-- YOUR INSTRUCTIONS --
From the first line to the last, copy the data exactly and drop the pictures.

-- DATA EXCERPTS --
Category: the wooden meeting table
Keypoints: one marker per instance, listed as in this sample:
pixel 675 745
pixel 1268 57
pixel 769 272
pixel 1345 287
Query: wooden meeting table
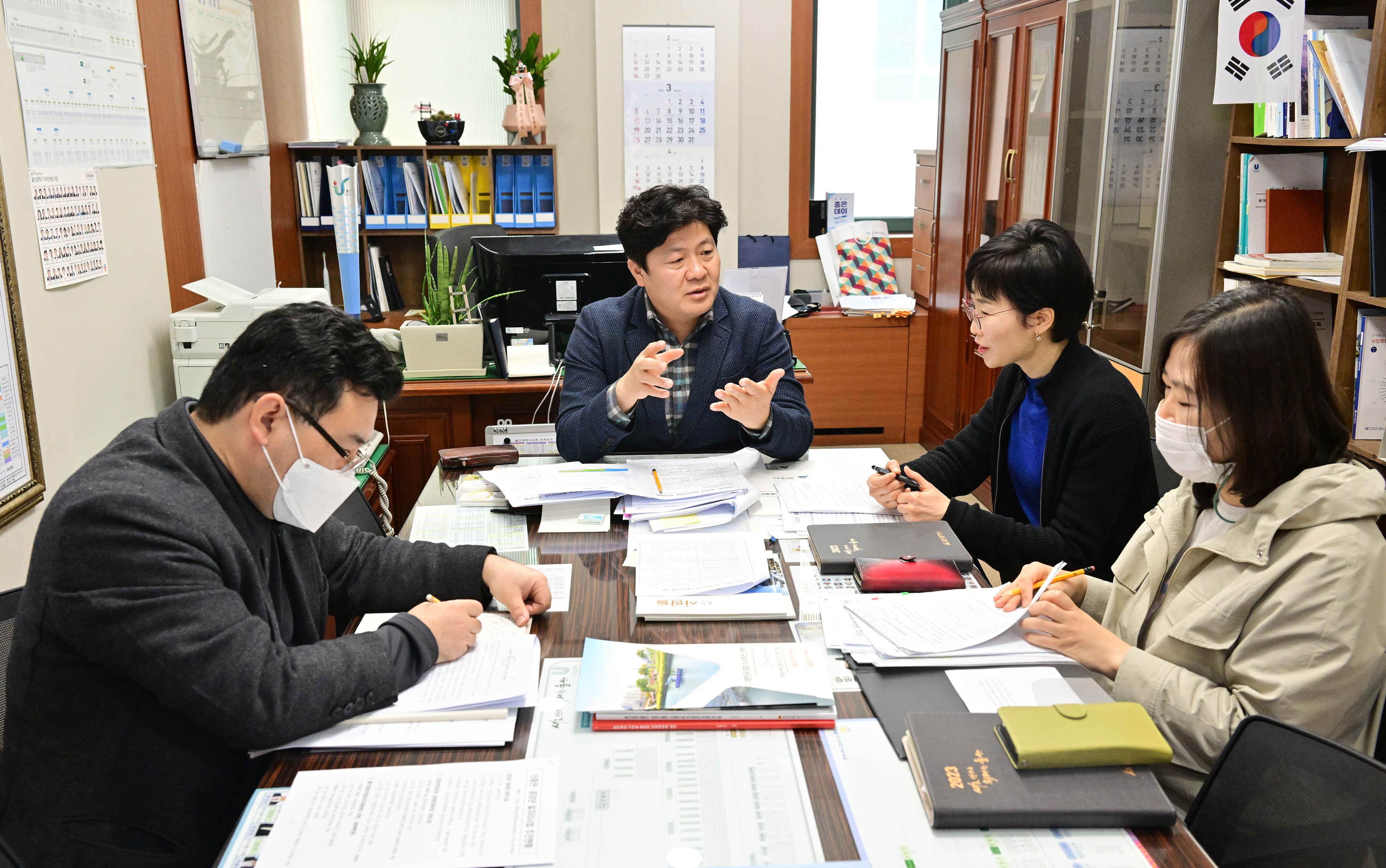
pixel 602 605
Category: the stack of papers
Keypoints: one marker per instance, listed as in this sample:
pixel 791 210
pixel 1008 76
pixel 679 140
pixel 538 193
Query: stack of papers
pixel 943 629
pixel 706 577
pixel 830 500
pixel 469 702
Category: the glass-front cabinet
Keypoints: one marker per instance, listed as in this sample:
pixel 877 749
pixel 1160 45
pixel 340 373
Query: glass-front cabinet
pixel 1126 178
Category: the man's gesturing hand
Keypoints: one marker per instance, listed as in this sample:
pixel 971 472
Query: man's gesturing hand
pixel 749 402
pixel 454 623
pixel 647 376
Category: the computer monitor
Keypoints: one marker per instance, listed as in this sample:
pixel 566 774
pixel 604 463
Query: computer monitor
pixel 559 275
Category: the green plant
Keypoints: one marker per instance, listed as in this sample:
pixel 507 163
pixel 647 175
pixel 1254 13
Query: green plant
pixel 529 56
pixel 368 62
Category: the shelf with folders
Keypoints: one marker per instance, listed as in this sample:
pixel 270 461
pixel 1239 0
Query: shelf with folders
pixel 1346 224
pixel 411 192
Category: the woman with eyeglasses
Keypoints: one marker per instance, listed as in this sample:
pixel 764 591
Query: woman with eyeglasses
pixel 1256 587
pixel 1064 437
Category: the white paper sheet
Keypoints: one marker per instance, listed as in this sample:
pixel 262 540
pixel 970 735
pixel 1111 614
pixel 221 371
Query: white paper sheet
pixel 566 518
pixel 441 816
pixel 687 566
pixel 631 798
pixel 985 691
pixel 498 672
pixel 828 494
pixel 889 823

-- YOUR SOLUTION --
Category: the wooden meeting table
Keypoints: one marker per instance, listed as in this sample:
pixel 675 745
pixel 1268 57
pixel 769 272
pixel 1345 287
Query: wooden meeting table
pixel 602 605
Category: the stack of papers
Keypoints: one marker per instance, listed as in this sample:
pixel 791 210
pixel 1008 76
pixel 679 140
pixel 538 193
Query: stack of papers
pixel 943 629
pixel 706 577
pixel 830 500
pixel 469 702
Category: the glass-front cabinet
Keypoints: one marker per instance, listed as in this sample:
pixel 877 749
pixel 1160 45
pixel 340 373
Query: glass-front cabinet
pixel 1126 178
Category: the man's gesturing hand
Keypoints: one marker per instance, listed as in this sample:
pixel 971 472
Query: man's gesturing hand
pixel 749 402
pixel 454 623
pixel 647 376
Category: the computer monitor
Keypoints: one marker per instance, listed as in this sample:
pixel 566 774
pixel 604 463
Query: computer monitor
pixel 559 275
Category: the green plant
Keypoints: one marker per instance, listed as in this sample:
pixel 507 163
pixel 647 175
pixel 1254 13
Query: green plant
pixel 529 56
pixel 368 62
Category: the shelf with folders
Keypoints: one marker per instance, listed as in this sample:
pixel 270 461
pixel 1239 0
Query: shelf with folders
pixel 1346 224
pixel 411 192
Category: the woman with eyeglasses
Keypoints: one marker per instance, listed as in this sample:
pixel 764 591
Query: woman with eyeglasses
pixel 1256 587
pixel 1064 437
Category: the white paper sheet
Keypoints: one marker per instance, listed as in this sample:
pixel 262 540
pixel 970 735
pixel 1111 614
pixel 221 371
Query: white paper sheet
pixel 566 518
pixel 441 816
pixel 687 566
pixel 631 798
pixel 985 691
pixel 498 672
pixel 828 494
pixel 889 823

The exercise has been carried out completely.